*SOURCE TEXT*:
Figure 7: Reflection coefficients generated by MoM, polynomial interpolant, and reduced-order model for the screen of Figure 6 excited by an incident, TM polarized wave with phi=0deg., and (a) theta=0deg., (b) theta=10deg., (c) theta=20deg., (d) theta=30deg., and (e) theta=40deg.

A few comments are in order about the results in general. First, due to the use of polynomial interpolation in the linearization of the system, the frequency band to which this method is applied cannot include either zero frequency or the blazing frequency where either poles or branch point singularities exist in the Green's function. (This limitation does not imply that models cannot be constructed above the blazing frequency, only that the domain of each reduced-order model can not pass through this frequency.) Specifically, the locus of the onset of propagation of the lowest order modes for a square cell FSS for a wave incident with is shown in Figure 8.

Figure 8: Locus of the onset of propagation of higher-order modes of square-cell screens situated in free space, excited by waves with phi=0deg.

For a given angle of incidence, a band of frequencies can be represented on this graph by a vertical line. If the point on this line representing the highest frequency in the band is close to the curve representing the blazing locus, a very high-order HPI is required to accurately approximate the system. Because the blazing locus (for the lowest order mode) is concave up, this problem is most severe for incidence angles near normal. Thus, for a given FSS, if all the HPI and MOR parameters are fixed, and reduced-order models are constructed for several incidence angles, the models for those incidence angles closest to normal will be accurate for a smaller percentage of the usable band between zero frequency and the onset of blazing. Figure 8 also shows where models may be constructed above the first blazing frequency: the method will successfully model the behavior of a screen in frequency regimes corresponding to vertical lines on Figure 8 uninterrupted by (and not too close to) the blazing loci. Note that if some of these lines are very short (as they would be for angles near normal above blazing), no reduced-order model should be constructed-the standard MoM will be fast enough.

Finally, note that in some instances, the reflection coefficient at the location of thin resonances given by the reduced-order model does not exactly match the MoM result. At these points, however, the MoM is not very accurate as changing its parameters may also alter the resonance size. The important behavior mimicked by the reduced-order model is not the magnitude of the reflection coefficients at small resonances, but their location in the frequency band.

Extensions to the Model Order Reduction Technique

While all of the examples of the preceding Section apply to FSSs discretized on a grid amenable to the use of FFT matrix multiplication methods, this discretization is not prerequisite for the application of the algorithm. The MOR technique is applicable to MoM systems created using any basis functions, though the resulting acceleration provided may differ from the examples presented here.

For instance, the technique can be applied, without modification, to FSSs discretized with full-domain bases. However, because the matrices produced by such a discretization are typically small, any noticeable acceleration provided by the MOR technique would no doubt spring from the interpolation step which obviates the need for the construction of the MoM system at each frequency. This may be helpful if the infinite summations required are very tedious, but is unlikely to produce the kind of speedups shown in the Tables.

A more important application of the MOR technique would be to FSSs discretized with subdomain bases that are not located on a grid amenable to the FFT technique. Such problems arise whenever such a grid is too restrictive for the fine-tuning of a design, or when the axes of periodicity of the FSS are not perpendicular. In these cases, the MOR method will achieve an acceleration of about the order shown in the examples.

*MATERIAL SUPPLIED*:
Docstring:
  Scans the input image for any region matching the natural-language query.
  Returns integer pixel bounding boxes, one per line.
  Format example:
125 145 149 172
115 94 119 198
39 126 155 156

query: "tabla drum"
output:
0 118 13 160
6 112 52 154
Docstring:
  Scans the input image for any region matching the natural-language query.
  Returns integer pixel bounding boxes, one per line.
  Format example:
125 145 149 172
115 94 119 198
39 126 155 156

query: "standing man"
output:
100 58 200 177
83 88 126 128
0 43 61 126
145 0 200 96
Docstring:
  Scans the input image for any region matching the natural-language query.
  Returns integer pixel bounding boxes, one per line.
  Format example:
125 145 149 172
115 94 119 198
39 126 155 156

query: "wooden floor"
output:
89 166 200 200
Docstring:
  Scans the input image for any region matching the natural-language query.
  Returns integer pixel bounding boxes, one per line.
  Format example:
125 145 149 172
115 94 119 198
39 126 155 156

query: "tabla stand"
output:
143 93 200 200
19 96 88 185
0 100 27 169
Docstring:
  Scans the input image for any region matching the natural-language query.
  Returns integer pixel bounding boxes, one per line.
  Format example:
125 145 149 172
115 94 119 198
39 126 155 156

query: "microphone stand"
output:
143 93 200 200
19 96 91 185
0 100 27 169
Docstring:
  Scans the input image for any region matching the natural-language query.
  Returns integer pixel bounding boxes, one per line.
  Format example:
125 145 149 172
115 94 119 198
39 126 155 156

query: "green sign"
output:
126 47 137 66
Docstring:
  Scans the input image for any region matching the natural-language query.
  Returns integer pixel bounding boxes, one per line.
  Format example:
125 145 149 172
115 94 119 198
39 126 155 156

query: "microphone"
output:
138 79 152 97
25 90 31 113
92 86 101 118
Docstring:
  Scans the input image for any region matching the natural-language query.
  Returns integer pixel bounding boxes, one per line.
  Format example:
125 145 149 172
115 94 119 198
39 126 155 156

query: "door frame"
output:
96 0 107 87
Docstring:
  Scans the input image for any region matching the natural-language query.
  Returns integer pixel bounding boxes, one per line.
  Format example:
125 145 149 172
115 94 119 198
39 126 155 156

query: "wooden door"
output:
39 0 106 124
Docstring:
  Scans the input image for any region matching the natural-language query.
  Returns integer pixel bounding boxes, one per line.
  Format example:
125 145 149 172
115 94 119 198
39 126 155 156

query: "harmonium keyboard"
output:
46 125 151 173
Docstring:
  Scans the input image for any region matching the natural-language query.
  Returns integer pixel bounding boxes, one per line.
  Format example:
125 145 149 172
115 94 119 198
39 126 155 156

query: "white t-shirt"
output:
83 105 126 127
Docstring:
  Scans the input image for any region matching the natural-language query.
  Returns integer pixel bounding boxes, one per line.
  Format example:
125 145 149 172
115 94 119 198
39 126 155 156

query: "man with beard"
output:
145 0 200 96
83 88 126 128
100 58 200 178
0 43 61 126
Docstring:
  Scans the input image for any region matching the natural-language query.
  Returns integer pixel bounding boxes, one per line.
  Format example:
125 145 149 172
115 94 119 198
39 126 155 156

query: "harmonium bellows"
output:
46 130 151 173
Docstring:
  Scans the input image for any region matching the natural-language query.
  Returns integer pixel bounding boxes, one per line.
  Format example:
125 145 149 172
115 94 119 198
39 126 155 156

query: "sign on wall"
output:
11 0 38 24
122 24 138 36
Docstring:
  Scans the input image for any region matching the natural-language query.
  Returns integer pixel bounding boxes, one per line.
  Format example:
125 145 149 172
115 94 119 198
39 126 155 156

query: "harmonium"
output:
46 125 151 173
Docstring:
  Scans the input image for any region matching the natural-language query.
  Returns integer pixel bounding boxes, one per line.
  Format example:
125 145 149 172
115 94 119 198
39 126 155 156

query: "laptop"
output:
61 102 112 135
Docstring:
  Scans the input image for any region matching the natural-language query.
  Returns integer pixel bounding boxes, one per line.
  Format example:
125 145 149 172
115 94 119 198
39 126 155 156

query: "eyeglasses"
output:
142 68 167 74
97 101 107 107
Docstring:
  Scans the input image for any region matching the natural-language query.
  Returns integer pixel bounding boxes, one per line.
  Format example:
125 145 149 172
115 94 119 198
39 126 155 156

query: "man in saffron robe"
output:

*WHAT TO WORK ON*:
A. Answer these questions about the excerpt on model order reduction:
(i) Which two frequencies does the excerpt say the frequency band cannot include?
(ii) For which incidence angles is the problem with the blazing locus said to be most severe?
(iii) Besides a grid too restrictive for fine-tuning a design, what other situation does the excerpt name in which subdomain bases do not lie on a grid suited to the FFT technique?
B. Write out the part of the excerpt on model order reduction starting with "A few comments" and going on through "waves with phi=0deg.".
C. Extend the excerpt on model order reduction, picking up after its final sentence.

*ANSWERS BY TASK*:
A.
(i) Zero frequency and the blazing frequency.
(ii) Incidence angles near normal.
(iii) When the axes of periodicity of the FSS are not perpendicular.

B.
A few comments are in order about the results in general. First, due to the use of polynomial interpolation in the linearization of the system, the frequency band to which this method is applied cannot include either zero frequency or the blazing frequency where either poles or branch point singularities exist in the Green's function. (This limitation does not imply that models cannot be constructed above the blazing frequency, only that the domain of each reduced-order model can not pass through this frequency.) Specifically, the locus of the onset of propagation of the lowest order modes for a square cell FSS for a wave incident with is shown in Figure 8.

Figure 8: Locus of the onset of propagation of higher-order modes of square-cell screens situated in free space, excited by waves with phi=0deg.

C.
The method can also be extended to frequencies where the FSS blazes. As presented, the method is already applicable to such problems, as long as a new model is constructed after the onset of propagation of each new higher-order Floquet mode. Because of the HPI approximation to the MoM matrix, however, the method discussed here cannot be used for models that span a frequency realm where a mode changes from evanescent to propagating. Additionally, the introduction of new modes requires the model to produce extra information, resulting in a multiple-output system. Extensions of the current technique that solve all of these problems are possible, and will be reported by the authors elsewhere.

Perhaps most interestingly, the MOR method can be extended to extract the dependence of the problem on incidence angle. The method is based on the concept of generalized Krylov subspaces, introduced by the authors in [17], and eliminates the need for the creation of a new model for each angle of incidence.

In addition to the rather fundamental extensions to the work discussed above, many minor extensions to it are underway, including the following:

Linearizing the MoM system with an orthogonal polynomial expansion instead of an HPI to reduce the size of the system,

Using Lanczos procedures in place of the DRA to accelerate the MOR [13, 18] and

Matching different numbers of moments at each interpolation point in the MOR to allocate computational resources more wisely. This could also lead to an adaptive algorithm where interpolation points in the MOR are chosen in band regions where the frequency response has not converged.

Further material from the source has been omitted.